▶ **読む文章**
【2021年に最も使われたパスワード】
世界1位は「123456」
パスワード管理ツール「NordPass」を提供するパナマのセキュリティ企業であるNord Securityは11月17日、2021年で最も使われたパスワードのランキングを発表した。その結果、世界50カ国での1位は「123456」であり、日本での1位は「password」であることが分かった。
同社では世界50カ国で使われたパスワードを集計し、全体の合計値と各国でのランキング結果をトップ200まで算出。4TBに及ぶデータベースをサイバーセキュリティ事件の研究者と共同で評価し、リストを作成したという。結果は公式Webサイトで公開している。
日本での結果は「password」が1位で最も多く、次点で「123456」「123456789」「12345678」が続き、キーボード左のキーを縦に順番に打った「1qaz2wsx」が5位に入った。世界50カ国には入らず、日本でのみランクインしたものには「sakura」が15位、「takahiro」が21位、「nekoneko」が35位などがあった。
世界50カ国のランキング1位は「123456」で1億317万552回使われており、次点で「123456789」(4602万7530回)、「12345」(3295万5431回)と続いた。日本で1位だった「password」は2095万8297回で5位だった。
パスワード使い回しは危険、「今日からできること」を考えよう
セキュリティにおいては1年後を想像することも難しく、多くの方に取ってすぐにでも実現してほしいことは「パスワードをなんとかする」ことではないでしょうか。
今やいろいろなコラムで「パスワードを使い回すことはやめましょう」と言い続けています。しかしその実、世間ではパスワード使い回しに起因する攻撃が成功してしまい、新たな被害者が生まれています。「安易なパスワードを使い回すことは自己責任だ」というのは簡単ですが、未来の世界ではこの悩みが解消されているはずだと思います。
そこで、今回はパスワードにまつわる「今日からできること」を考えていきたいと思います。パスワードの使い回しをしないという理想を、極力手をわずらわせることなく実現する方法はあるのでしょうか?
「生体認証」
「パスワードをなくす」という話題では、その解決方法の一つとして「生体認証」が取り上げられます。これまではハイセキュリティが必要なエリアのために、一部のPCベンダーがオプションでデバイスを用意していたような認証方法ですが、いまでは手元にあるスマートフォンに内蔵され、多くの人が既に活用しているのではないかと思います。
生体認証は、確かに非常に強力な仕組みといえるでしょう。コンシューマー向け製品では指紋認証、顔認証ともにそれなりの精度で本人を認証可能です。グミで指紋をコピーするなど突破する方法もそれなりに存在しますが、1日に何度も画面ロックを解除するという方に取って、もはやなくてはならない機能といえます。

▶ **与えられたデータ**
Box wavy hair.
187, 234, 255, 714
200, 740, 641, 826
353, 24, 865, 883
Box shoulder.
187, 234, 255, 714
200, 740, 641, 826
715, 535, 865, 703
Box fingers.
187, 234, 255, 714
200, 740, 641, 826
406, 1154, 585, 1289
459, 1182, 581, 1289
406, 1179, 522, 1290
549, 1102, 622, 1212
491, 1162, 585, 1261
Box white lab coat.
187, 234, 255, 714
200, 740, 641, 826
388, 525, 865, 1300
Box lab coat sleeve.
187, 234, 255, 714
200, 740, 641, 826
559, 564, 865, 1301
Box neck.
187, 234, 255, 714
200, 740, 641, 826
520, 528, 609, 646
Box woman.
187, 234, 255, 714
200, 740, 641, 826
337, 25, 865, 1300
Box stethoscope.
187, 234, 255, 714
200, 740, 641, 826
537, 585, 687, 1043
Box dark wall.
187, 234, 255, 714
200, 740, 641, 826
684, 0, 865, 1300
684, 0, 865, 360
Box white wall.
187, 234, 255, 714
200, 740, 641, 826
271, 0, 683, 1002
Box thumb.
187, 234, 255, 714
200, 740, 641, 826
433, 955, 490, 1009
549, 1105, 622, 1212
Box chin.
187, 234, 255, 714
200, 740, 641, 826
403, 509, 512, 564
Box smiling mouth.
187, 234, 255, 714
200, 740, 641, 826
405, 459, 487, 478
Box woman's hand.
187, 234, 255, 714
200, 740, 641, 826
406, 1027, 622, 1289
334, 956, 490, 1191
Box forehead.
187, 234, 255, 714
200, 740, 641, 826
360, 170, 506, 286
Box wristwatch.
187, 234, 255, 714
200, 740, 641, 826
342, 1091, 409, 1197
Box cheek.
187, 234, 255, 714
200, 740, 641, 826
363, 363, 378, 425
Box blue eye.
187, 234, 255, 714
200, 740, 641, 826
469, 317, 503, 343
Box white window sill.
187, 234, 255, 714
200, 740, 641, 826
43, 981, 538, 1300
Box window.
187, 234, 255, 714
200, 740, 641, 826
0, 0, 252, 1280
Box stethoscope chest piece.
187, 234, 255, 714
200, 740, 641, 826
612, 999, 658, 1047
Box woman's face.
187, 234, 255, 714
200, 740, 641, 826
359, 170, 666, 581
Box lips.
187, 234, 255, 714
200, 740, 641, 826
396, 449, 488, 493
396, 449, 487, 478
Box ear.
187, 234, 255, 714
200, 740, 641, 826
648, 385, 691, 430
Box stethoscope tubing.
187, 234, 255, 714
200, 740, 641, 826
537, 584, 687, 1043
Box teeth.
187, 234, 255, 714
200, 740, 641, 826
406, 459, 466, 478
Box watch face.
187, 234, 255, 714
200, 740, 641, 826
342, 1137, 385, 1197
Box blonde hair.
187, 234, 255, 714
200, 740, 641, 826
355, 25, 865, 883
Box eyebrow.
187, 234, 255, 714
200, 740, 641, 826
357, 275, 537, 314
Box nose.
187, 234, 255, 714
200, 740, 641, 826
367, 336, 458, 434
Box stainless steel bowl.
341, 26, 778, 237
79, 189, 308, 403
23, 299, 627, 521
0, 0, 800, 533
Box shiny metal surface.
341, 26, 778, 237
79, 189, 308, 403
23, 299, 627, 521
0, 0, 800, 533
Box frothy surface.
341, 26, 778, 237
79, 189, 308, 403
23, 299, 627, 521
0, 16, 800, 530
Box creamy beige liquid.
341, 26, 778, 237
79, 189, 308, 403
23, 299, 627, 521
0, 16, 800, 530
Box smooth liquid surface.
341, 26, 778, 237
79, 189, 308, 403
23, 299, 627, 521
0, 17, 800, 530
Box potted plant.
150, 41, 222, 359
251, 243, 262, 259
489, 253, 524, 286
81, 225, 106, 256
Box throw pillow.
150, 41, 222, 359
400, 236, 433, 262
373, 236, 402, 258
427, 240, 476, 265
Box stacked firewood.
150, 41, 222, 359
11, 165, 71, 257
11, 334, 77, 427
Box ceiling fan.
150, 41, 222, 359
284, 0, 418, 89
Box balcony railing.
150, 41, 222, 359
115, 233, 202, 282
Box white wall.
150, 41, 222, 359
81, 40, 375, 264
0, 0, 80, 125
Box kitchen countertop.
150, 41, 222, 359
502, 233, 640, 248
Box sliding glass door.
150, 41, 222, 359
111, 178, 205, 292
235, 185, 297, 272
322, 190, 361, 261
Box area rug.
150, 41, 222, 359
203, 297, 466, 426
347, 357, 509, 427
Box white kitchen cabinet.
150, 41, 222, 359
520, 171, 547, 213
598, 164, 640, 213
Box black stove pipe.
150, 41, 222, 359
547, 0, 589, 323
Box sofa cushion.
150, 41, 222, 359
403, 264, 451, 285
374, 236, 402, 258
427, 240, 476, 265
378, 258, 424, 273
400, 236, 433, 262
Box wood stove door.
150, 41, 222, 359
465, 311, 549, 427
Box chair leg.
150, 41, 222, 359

▶ **課題の内容**
パスワードについての文章を、「日本での結果は「passwo」を含むところから書き写し、「5万8297回で5位だった。」まで写したら止めてください。

▶ **回答**
日本での結果は「password」が1位で最も多く、次点で「123456」「123456789」「12345678」が続き、キーボード左のキーを縦に順番に打った「1qaz2wsx」が5位に入った。世界50カ国には入らず、日本でのみランクインしたものには「sakura」が15位、「takahiro」が21位、「nekoneko」が35位などがあった。
世界50カ国のランキング1位は「123456」で1億317万552回使われており、次点で「123456789」(4602万7530回)、「12345」(3295万5431回)と続いた。日本で1位だった「password」は2095万8297回で5位だった。